*** Opening Document section ***
SIMS Foundation’s Founder’s Challenge Highlights Importance Of Behavioral Healthcare For Musicians

Since 1995, SIMS Foundation has offered mental health and substance use services to musicians, music industry professionals and their dependents and hopes to expand their reach outside Austin, Texas as part of their current 'Founders Challenge.'

Since 1995, SIMS Foundation has offered mental health and substance use services to musicians, music ... [+]

 PHOTO COURTESY OF SIMS FOUNDATION

Since 1995, the SIMS Foundation has operated as a nonprofit seeking to provide behavioral healthcare for those in the music industry in need, educating fans and musicians alike along the way. 

Founded in memory of Austin musician Sims Ellison, who took his own life, the foundation is in the midst of a “Founders Challenge” which seeks to raise awareness and expand the group’s necessary work outside its home base of Austin, Texas.

“SIMS is actually the only non profit in the United States that provides the full range of behavioral healthcare - so the full range of services for mental health struggles and for substance use to everyone in the music industry: musicians, music industry professionals and their dependent family members,” said SIMS Foundation executive director Patsy Dolan Bouressa. “The other thing we do is provide education around those issues to anyone in the music industry in the cities that we serve, so that we can start working on improving the way that people respond to this and making it a little less intimidating to seek care - and also to destigmatize these issues.”
*** Closing Document section ***
*** Opening Supplied data ***
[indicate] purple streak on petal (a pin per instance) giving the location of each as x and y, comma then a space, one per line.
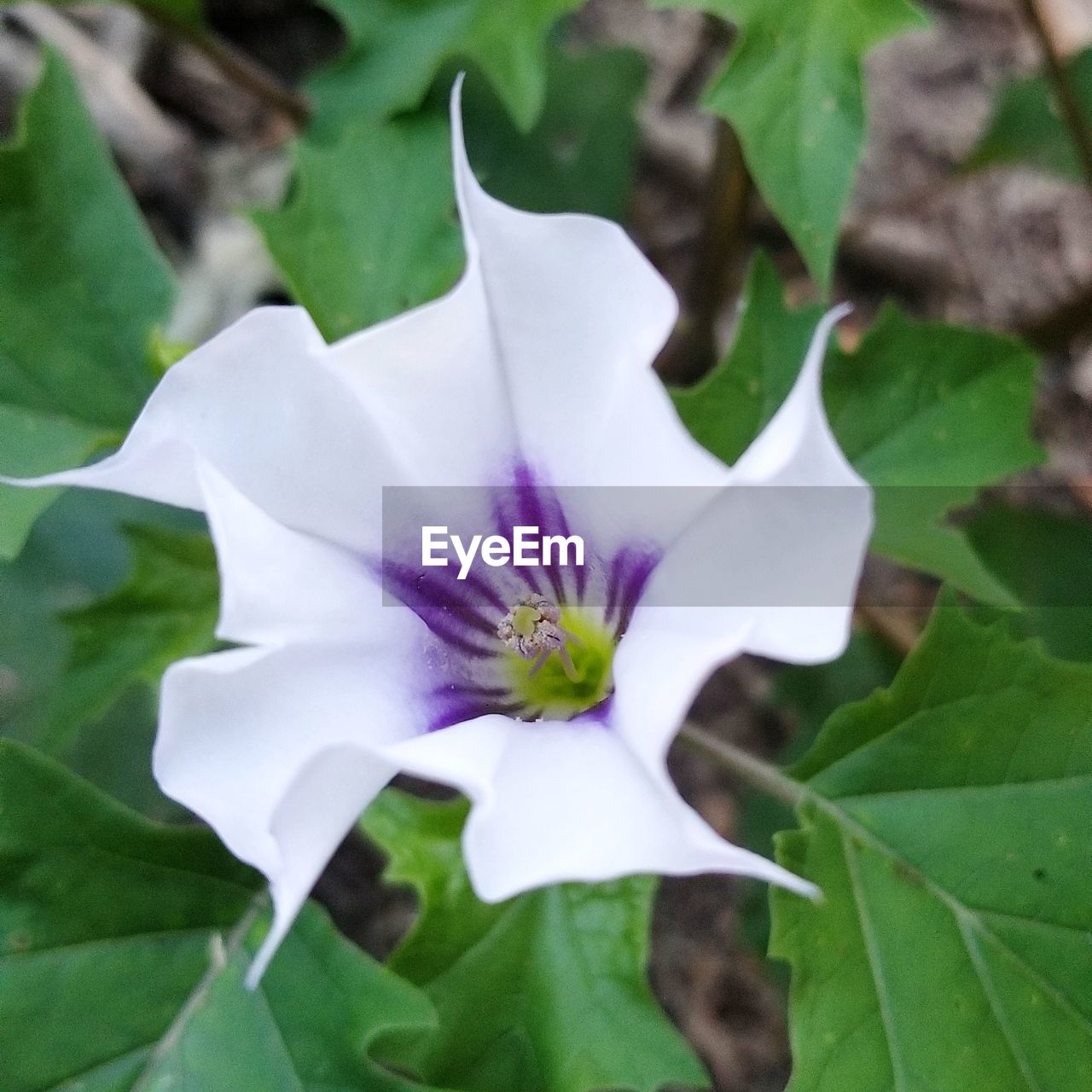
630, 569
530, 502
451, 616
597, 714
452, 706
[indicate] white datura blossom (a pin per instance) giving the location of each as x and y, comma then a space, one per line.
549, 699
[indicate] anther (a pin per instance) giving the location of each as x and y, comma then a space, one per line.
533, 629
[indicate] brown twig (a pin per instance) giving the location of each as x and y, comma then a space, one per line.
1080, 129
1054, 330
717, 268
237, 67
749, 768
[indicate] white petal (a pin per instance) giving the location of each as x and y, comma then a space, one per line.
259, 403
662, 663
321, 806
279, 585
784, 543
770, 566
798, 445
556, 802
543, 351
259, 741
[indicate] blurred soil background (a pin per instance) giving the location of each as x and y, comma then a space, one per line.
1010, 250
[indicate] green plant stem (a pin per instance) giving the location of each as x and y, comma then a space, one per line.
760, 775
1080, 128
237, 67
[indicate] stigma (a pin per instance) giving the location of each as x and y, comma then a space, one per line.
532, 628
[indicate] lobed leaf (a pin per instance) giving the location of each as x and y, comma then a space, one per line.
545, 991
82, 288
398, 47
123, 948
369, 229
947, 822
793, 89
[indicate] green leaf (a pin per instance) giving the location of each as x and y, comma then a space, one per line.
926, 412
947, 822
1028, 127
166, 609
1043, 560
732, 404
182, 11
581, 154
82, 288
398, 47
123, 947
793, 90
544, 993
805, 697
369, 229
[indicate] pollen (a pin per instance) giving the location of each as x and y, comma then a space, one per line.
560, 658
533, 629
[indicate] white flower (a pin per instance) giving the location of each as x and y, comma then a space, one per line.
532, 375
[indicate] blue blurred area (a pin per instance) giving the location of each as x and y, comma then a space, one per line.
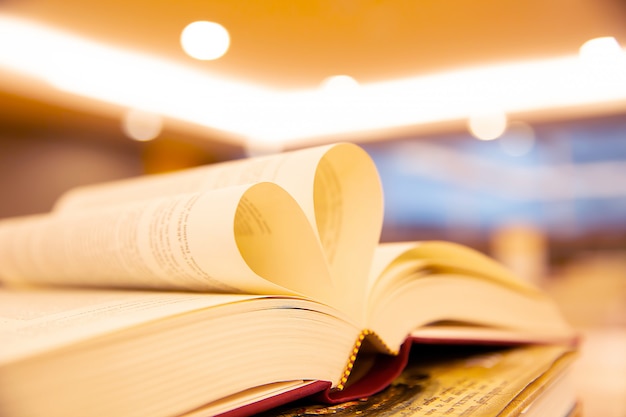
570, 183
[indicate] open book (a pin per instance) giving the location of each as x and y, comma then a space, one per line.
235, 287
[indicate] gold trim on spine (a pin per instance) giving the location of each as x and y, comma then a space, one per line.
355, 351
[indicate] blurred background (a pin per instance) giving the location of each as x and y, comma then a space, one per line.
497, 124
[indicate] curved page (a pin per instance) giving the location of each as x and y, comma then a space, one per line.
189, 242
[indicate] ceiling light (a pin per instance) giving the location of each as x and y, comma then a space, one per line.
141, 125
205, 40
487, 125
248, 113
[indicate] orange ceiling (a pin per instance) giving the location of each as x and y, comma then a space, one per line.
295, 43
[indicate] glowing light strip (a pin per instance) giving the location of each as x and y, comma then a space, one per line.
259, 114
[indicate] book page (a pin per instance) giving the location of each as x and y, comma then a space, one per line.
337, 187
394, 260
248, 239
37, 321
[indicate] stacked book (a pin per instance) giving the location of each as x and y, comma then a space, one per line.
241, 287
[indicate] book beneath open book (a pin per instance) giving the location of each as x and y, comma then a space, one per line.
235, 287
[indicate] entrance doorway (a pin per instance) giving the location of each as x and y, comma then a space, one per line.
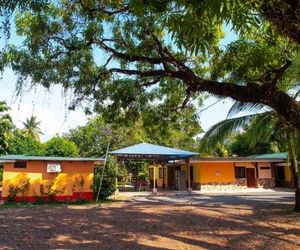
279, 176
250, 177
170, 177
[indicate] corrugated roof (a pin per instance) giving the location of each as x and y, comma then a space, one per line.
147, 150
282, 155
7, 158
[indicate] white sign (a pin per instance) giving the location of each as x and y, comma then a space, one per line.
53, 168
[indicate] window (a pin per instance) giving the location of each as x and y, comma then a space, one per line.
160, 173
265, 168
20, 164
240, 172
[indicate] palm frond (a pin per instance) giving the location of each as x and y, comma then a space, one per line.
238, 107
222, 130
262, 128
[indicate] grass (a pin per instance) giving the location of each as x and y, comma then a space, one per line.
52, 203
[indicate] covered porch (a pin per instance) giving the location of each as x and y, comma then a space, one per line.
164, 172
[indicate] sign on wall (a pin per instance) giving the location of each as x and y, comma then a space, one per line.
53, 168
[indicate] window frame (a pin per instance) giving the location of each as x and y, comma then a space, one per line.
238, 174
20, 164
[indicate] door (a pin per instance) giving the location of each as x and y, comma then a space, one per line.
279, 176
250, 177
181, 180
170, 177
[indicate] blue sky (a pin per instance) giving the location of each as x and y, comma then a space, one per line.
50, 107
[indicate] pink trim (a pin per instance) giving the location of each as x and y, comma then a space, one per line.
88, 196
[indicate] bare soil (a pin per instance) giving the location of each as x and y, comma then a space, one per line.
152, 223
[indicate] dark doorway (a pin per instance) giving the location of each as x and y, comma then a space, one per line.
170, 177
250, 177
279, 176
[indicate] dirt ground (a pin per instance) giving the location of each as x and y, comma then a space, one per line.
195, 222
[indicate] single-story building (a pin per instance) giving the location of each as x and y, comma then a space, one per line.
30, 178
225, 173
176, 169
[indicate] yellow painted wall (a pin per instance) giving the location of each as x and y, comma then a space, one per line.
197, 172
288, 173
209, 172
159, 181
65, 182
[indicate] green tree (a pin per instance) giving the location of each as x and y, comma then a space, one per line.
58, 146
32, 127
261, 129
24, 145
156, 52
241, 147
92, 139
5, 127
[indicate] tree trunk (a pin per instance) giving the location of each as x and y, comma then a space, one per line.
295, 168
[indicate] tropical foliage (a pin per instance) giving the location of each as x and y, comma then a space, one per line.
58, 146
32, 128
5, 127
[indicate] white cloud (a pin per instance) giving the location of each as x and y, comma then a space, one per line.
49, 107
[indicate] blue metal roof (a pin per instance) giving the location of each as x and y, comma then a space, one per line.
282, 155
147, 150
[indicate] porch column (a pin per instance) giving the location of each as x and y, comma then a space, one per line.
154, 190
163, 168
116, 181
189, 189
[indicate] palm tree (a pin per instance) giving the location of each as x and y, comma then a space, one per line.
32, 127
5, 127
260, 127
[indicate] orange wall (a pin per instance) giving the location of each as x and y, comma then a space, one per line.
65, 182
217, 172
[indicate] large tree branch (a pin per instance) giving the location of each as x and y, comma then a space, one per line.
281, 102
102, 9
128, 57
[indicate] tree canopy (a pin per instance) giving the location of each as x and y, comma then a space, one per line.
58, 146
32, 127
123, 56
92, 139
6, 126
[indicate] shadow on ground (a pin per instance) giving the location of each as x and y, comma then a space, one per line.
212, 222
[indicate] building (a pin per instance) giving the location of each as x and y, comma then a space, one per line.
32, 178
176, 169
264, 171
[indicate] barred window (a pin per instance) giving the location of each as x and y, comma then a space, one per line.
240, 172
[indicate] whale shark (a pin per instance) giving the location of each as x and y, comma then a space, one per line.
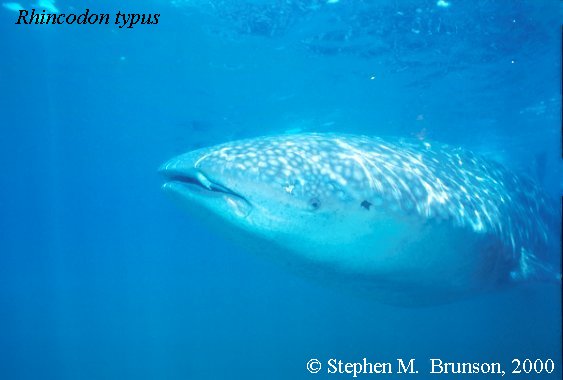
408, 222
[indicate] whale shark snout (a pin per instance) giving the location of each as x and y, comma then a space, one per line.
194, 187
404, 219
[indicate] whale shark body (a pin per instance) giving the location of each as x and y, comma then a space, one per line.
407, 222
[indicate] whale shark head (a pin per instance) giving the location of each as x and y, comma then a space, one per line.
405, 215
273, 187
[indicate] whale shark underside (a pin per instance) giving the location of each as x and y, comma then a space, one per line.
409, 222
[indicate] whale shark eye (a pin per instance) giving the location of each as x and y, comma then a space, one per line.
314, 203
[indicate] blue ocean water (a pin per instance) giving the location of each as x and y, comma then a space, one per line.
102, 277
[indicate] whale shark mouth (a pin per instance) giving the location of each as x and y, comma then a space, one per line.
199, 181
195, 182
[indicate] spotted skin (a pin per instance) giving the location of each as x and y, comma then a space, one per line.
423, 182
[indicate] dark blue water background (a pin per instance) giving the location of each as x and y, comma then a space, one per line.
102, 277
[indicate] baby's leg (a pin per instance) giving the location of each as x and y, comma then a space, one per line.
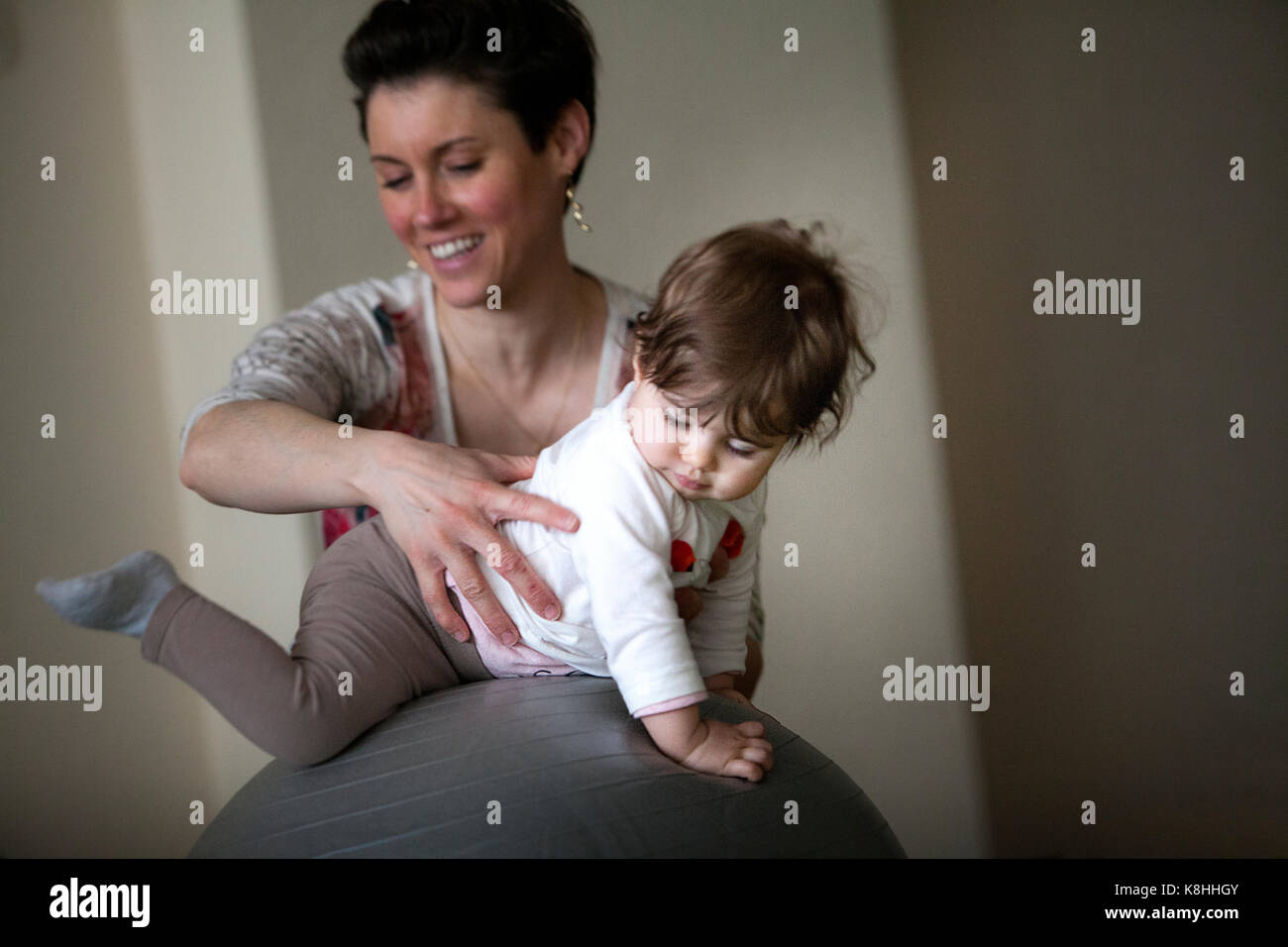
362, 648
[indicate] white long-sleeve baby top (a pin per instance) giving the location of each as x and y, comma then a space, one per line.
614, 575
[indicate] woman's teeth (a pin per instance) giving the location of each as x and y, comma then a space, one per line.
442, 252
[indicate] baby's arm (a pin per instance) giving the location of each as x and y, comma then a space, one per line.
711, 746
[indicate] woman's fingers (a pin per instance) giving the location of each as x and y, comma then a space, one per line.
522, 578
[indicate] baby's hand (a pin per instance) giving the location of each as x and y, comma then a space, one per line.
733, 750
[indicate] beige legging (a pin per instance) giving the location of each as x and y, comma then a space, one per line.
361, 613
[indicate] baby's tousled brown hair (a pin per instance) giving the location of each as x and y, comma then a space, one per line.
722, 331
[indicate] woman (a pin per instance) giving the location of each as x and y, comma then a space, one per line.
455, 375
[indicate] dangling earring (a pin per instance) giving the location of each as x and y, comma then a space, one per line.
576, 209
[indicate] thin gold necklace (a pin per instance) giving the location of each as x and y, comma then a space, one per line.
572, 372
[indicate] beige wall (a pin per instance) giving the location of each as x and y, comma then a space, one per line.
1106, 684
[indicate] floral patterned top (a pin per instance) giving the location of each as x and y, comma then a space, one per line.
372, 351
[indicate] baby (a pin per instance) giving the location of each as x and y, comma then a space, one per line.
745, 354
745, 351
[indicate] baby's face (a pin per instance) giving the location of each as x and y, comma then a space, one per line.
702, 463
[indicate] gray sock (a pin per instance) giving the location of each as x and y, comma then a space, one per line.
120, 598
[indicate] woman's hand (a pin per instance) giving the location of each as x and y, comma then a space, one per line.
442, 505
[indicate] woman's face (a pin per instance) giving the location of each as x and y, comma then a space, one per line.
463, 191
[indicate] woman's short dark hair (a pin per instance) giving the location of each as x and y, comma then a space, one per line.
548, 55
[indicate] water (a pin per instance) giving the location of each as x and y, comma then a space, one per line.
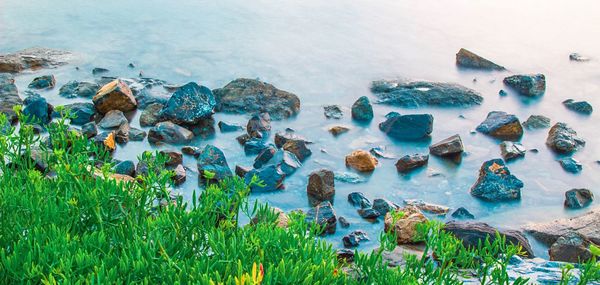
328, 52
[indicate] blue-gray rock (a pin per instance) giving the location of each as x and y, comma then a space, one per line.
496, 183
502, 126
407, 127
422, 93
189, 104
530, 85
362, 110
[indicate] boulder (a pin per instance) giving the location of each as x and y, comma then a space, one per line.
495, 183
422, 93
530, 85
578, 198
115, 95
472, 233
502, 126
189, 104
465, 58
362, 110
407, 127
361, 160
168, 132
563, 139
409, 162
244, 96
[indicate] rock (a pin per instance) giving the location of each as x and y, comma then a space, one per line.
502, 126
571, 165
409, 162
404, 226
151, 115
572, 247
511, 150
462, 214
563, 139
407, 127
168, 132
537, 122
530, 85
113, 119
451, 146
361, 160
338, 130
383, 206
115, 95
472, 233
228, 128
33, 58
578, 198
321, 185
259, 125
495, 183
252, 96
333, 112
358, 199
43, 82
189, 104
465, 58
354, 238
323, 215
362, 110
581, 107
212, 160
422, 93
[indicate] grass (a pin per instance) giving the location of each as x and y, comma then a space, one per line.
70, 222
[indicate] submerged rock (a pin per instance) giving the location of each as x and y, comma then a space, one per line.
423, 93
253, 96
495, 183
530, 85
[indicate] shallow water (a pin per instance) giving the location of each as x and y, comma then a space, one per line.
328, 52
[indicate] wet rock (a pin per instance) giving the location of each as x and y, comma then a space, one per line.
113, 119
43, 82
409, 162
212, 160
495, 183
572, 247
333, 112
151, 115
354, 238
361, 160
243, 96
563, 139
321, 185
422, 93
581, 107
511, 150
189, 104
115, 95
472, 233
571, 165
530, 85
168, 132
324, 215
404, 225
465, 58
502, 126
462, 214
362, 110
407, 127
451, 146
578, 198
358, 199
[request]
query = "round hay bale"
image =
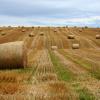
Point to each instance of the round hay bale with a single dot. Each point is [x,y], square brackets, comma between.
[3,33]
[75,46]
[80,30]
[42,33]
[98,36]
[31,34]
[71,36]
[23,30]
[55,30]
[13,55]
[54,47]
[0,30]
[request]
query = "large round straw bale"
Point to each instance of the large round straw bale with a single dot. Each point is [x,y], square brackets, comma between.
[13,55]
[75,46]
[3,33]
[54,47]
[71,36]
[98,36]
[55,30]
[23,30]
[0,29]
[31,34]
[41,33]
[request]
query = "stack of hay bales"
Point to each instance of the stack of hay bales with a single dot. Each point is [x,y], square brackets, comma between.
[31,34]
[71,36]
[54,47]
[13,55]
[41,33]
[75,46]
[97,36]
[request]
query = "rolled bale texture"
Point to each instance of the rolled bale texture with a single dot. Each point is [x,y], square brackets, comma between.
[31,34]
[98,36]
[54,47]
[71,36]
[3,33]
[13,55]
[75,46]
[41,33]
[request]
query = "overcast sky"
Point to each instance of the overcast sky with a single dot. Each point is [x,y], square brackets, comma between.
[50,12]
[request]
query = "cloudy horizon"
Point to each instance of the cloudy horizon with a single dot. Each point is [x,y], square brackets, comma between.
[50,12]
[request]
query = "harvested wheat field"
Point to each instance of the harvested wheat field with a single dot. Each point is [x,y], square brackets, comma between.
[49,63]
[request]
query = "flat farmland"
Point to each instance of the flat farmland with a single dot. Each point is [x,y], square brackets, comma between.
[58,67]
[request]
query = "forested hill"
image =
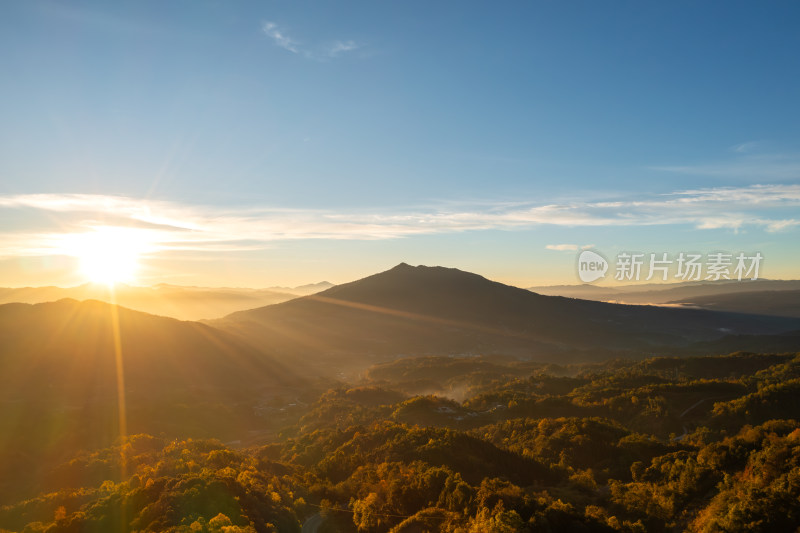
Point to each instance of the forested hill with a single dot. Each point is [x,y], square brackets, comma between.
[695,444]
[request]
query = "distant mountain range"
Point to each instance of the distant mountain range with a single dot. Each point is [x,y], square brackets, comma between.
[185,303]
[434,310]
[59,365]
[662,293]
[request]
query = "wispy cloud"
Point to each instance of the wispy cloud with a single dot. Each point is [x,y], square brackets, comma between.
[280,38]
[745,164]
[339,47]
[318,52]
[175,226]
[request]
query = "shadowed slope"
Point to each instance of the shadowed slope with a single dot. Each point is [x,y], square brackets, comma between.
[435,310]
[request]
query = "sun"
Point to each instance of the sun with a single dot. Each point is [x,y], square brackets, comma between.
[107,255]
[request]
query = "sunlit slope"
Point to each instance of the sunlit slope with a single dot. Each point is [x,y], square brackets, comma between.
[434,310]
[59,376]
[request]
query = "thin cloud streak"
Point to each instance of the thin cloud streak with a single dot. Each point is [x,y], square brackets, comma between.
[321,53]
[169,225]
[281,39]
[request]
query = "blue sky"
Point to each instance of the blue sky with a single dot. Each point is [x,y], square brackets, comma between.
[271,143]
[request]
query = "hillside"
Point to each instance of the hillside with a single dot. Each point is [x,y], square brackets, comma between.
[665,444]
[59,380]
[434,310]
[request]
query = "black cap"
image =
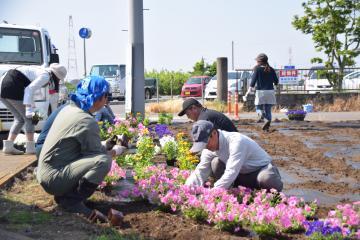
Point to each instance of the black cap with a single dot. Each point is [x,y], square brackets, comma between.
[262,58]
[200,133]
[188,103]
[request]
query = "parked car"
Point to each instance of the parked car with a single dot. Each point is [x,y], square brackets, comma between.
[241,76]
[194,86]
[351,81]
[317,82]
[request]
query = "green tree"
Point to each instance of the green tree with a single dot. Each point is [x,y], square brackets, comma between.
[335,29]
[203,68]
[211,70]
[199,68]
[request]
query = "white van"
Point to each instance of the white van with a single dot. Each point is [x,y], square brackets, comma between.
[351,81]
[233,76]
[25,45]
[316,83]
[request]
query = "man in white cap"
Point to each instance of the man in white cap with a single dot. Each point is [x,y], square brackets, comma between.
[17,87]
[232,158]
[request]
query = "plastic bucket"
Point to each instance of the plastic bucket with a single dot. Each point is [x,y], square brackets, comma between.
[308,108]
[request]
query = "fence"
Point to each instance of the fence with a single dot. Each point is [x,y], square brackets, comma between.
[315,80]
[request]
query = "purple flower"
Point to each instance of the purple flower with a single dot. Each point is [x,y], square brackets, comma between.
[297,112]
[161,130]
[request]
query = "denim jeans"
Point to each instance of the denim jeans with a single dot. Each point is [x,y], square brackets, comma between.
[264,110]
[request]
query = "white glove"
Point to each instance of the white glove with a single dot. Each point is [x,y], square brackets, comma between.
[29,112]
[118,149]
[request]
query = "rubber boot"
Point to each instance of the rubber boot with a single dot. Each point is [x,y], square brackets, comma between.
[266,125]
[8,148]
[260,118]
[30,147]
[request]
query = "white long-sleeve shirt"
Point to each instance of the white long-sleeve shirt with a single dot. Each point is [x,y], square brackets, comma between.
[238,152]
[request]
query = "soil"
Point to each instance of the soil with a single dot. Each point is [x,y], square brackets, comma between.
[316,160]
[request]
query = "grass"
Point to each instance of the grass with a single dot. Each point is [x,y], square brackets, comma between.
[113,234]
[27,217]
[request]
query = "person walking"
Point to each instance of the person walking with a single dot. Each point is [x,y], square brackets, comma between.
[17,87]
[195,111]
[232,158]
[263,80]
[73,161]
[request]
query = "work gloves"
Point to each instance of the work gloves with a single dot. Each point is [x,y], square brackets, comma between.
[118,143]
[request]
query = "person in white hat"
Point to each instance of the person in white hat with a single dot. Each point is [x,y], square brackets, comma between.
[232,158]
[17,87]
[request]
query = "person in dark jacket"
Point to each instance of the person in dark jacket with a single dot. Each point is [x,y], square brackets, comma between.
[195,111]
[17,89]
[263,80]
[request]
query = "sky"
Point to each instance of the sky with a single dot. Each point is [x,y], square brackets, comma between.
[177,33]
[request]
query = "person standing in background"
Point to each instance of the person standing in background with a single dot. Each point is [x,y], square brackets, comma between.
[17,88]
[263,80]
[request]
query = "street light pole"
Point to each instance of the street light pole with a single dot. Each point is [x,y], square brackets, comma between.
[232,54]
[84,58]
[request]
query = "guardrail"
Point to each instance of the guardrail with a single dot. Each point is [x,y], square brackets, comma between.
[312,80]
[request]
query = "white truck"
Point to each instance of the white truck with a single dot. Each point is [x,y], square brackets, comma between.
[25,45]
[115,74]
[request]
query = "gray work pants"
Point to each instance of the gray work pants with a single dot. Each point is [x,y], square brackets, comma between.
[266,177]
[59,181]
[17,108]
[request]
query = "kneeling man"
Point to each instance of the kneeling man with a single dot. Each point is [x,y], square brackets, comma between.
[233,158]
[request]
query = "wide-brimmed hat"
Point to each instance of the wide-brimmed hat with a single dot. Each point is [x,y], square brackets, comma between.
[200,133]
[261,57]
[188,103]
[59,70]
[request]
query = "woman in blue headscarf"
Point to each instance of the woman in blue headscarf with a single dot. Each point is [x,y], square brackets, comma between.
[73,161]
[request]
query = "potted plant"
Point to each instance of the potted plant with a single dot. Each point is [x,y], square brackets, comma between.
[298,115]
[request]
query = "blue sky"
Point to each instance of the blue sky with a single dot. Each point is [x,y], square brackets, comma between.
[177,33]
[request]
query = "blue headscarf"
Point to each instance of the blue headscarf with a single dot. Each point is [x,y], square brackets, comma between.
*** Closing Supplied data ***
Problems and tasks:
1 - Based on the SIMS Foundation article, say whether each statement agrees with it. Answer yes or no, and quote the deciding words.
(a) The foundation was founded in memory of a musician.
(b) The foundation began operating in 2005.
(c) The foundation's services are limited to musicians and do not extend to their family members.
2 - Answer these questions from the SIMS Foundation article.
(a) Who is the foundation's executive director?
(b) What city is the foundation's home base?
(c) What is the name of the challenge the foundation is currently running?
3 - Resume the SIMS Foundation article after its final paragraph, the quote from the executive director.

Outputs in order:
1 -
(a) Yes: "Founded in memory of Austin musician Sims Ellison"
(b) No: "Since 1995, the SIMS Foundation has operated as a nonprofit"
(c) No: "musicians, music industry professionals and their dependent family members"

2 -
(a) Patsy Dolan Bouressa
(b) Austin, Texas
(c) The "Founders Challenge"

3 -
SIMS Foundation Executive Director and Licensed Clinical Social Worker Patsy Dolan Bouressa works to launch the SIMS Foundation Founders Challenge

SIMS Foundation Executive Director and Licensed Clinical Social Worker Patsy Dolan Bouressa works to ... [+]

 PHOTO COURTESY OF SIMS FOUNDATION

Musician and SIMS Foundation co-founder Alejandro Escovedo comes from a musical family, the brother of singer/guitarist Mario, percussionists Pete and Coke (who both performed with Carlos Santana) and the uncle of longtime Prince percussionist Sheila E. 

Escovedo knew Sims Ellison from his time in the Austin scene and recalls the organization’s humble beginnings.

“Our intent was to help musicians and their dependents with mental health and substance abuse assistance. At the time, it was very grass roots. I think we started with $5,000,” he recalled. “We had a real difficult time trying to convince bankers and such to loan us money to begin this organization. Because a lot of them thought, ‘Why should I help junkies and musicians?’ It was kind of branded as like this lifestyle disease. So there were a lot of taboos about it. And we had a hard time getting through to people. But here we are 26 years later and it’s still going.”

Escovedo is acutely aware just how important affordable access to behavioral healthcare can be for a musician often forced to spend the majority of their time on the road.

2014 New Orleans Jazz Festival - Weekend 2 - Day 2

Singer/guitarist Alejandro Escovedo & The Sensitive Boys perform at the New Orleans Jazz and ... [+]

 BARRY BRECHEISEN/INVISION/AP

“It’s so personal. It really is. Because before I joined the SIMS Foundation, my wife had committed suicide. So it was very difficult to deal with that. And I didn’t have a SIMS Foundation at the time,” he said. “I kind of navigated that on my own as best I could with the help of therapists and such. But I didn’t really understand the long term effect of what something like that can do. And not only to me - I had a 6 month old daughter and a 9 year old daughter at the time. So I was trying to be a musician, I worked at the record store and I was trying to be a father and a mother at the same time. It was very difficult,” said Escovedo.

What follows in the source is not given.